-- Entries shown follows --

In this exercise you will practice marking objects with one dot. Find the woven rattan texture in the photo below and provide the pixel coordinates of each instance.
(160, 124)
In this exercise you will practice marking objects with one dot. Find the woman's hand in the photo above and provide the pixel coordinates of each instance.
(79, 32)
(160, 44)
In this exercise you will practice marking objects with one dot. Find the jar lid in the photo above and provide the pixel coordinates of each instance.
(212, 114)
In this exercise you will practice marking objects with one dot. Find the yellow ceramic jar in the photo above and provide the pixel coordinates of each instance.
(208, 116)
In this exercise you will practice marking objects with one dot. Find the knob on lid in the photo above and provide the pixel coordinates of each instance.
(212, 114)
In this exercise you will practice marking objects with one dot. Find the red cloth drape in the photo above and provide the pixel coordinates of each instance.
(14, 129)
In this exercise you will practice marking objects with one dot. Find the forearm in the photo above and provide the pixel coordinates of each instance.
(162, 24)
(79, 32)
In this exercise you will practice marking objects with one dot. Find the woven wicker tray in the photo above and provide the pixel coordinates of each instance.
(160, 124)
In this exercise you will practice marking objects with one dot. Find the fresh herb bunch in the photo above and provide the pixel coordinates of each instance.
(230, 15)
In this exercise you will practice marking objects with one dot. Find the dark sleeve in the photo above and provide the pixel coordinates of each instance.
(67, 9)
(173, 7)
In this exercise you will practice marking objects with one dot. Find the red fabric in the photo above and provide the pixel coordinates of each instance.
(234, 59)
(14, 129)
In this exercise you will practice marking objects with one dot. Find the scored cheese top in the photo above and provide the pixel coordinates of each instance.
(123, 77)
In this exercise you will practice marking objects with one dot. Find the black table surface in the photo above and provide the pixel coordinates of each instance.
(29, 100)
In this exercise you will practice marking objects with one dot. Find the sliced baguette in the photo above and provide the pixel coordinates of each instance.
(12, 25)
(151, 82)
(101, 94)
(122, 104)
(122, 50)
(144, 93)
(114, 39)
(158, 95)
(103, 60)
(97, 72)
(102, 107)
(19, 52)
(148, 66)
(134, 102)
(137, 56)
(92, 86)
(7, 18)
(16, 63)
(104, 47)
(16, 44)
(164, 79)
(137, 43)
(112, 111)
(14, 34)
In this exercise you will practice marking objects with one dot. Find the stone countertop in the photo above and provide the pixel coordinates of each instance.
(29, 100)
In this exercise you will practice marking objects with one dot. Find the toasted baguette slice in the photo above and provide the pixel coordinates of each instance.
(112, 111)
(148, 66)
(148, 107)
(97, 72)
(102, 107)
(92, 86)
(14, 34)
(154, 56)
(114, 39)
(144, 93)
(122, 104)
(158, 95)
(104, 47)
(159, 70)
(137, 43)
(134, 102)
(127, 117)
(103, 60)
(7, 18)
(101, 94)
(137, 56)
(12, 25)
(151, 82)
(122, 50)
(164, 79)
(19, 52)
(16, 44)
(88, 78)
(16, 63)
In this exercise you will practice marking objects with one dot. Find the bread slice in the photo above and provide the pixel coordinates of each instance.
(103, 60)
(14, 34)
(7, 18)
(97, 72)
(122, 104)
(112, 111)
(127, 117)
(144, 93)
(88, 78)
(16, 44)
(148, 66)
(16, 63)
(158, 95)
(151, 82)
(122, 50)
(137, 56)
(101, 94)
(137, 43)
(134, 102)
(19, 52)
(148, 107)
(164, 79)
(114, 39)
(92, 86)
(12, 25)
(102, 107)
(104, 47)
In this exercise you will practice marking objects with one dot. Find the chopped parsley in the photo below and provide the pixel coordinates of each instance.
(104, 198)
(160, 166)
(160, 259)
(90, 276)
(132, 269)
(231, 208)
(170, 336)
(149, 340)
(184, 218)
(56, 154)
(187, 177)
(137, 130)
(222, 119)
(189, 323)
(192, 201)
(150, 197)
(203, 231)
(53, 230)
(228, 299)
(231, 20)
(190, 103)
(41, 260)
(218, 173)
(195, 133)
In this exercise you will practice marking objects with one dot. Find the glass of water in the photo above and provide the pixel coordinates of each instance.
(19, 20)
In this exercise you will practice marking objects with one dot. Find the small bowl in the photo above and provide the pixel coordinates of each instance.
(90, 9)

-- Entries shown concluded --

- _Work required_
Please write the listing out again, matching each line exactly.

- _Task result_
In this exercise you will practice marking objects with one dot. Find the woven rattan texture in the photo below and provide the pixel coordinates of each instance.
(160, 124)
In this exercise you will practice marking objects with one dot. Find the woman's hand in the photo above and provide the pixel coordinates of each instance.
(79, 32)
(160, 44)
In this exercise you will practice marking objects with one dot. Find the jar lid in the photo above and provide the pixel coordinates of each instance.
(212, 114)
In this exercise you will practice marking objects with one dot. Find the yellow ceramic jar in the photo above and provide the pixel coordinates of each instance.
(208, 116)
In this exercise you will practice marking objects with one dot. Find the knob on lid in the photo above and provide the pixel coordinates of each instance.
(212, 114)
In this exercise you will practice marking objects with one dot. Find the red cloth drape in the photo above and provide the pixel coordinates of each instance.
(14, 129)
In this exercise you will practice marking objects with one dot. Find the forearm in the photo above and provide the pixel coordinates of each instance.
(162, 24)
(79, 32)
In this exercise you will practice marking objects with one dot. Find the woven wicker tray in the photo above and provide the pixel coordinates of each instance.
(160, 124)
In this exercise you will practice marking objects with one dot. Find the fresh herb bunch in the photo above and provide the pixel coordinates of each instance.
(230, 15)
In this exercise you will practice marking objects with one dot. Find the dark sleeve in the photo above and provide the pixel coordinates of each instance.
(67, 9)
(173, 7)
In this exercise you will practice marking objects with one dot. Find the red fabric in the photo above and provide the pixel coordinates of each instance.
(234, 59)
(14, 129)
In this exercise you will practice marking objects with one dot. Find the scored cheese top in the photo above and provide the pixel coordinates of each instance.
(123, 77)
In this exercise you will practice marking objects with one dot. Find the black table surface in the photo above and provide the pixel coordinates of each instance.
(29, 100)
In this exercise you will practice marking objects with one dot. Find the sliced baguette in the photo above and provide the pixel coordinates of each instance.
(12, 25)
(151, 82)
(101, 94)
(122, 104)
(122, 50)
(144, 93)
(114, 39)
(158, 95)
(103, 60)
(97, 72)
(102, 107)
(19, 52)
(148, 66)
(134, 102)
(137, 56)
(92, 86)
(7, 18)
(16, 63)
(104, 47)
(16, 44)
(164, 79)
(137, 43)
(112, 111)
(14, 34)
In this exercise you will practice marking objects with one dot. Find the stone countertop in the photo above and provide the pixel coordinates of each instance.
(29, 100)
In this exercise you will practice marking objects with one dot. Find the toasted baguette slice in the photo above and provide the pixel coordinates of each instance.
(112, 111)
(148, 66)
(148, 107)
(97, 72)
(102, 107)
(92, 86)
(14, 34)
(154, 56)
(114, 39)
(144, 93)
(122, 104)
(158, 95)
(104, 47)
(159, 70)
(137, 43)
(134, 102)
(127, 117)
(103, 60)
(7, 18)
(101, 94)
(137, 56)
(12, 25)
(151, 82)
(122, 50)
(164, 79)
(19, 52)
(16, 44)
(88, 78)
(16, 63)
In this exercise you will practice marking objects with one dot. Find the bread slice in the photo above and provide the pixel coordinates of each instance.
(103, 60)
(14, 34)
(7, 18)
(97, 72)
(122, 104)
(112, 111)
(127, 117)
(144, 93)
(88, 78)
(16, 44)
(148, 66)
(16, 63)
(158, 95)
(151, 82)
(122, 50)
(137, 56)
(101, 94)
(137, 43)
(134, 102)
(19, 52)
(148, 107)
(164, 79)
(114, 39)
(92, 86)
(12, 25)
(102, 107)
(104, 47)
In this exercise you will practice marking objects with one dot. Find the chopped parsley in the photo below and provide the pixel coordinates of each instance.
(104, 198)
(160, 166)
(160, 259)
(90, 276)
(132, 269)
(231, 208)
(170, 336)
(149, 340)
(184, 218)
(56, 154)
(187, 177)
(137, 130)
(222, 119)
(189, 323)
(192, 201)
(150, 197)
(203, 231)
(53, 230)
(228, 299)
(231, 20)
(190, 103)
(41, 260)
(218, 173)
(195, 133)
In this exercise you will practice marking objects with one dot. Find the glass of water in the photo above and provide the pixel coordinates of each instance.
(19, 20)
In this exercise you will practice marking objects with one dot. Find the small bowl in the photo above and provide the pixel coordinates of each instance.
(90, 9)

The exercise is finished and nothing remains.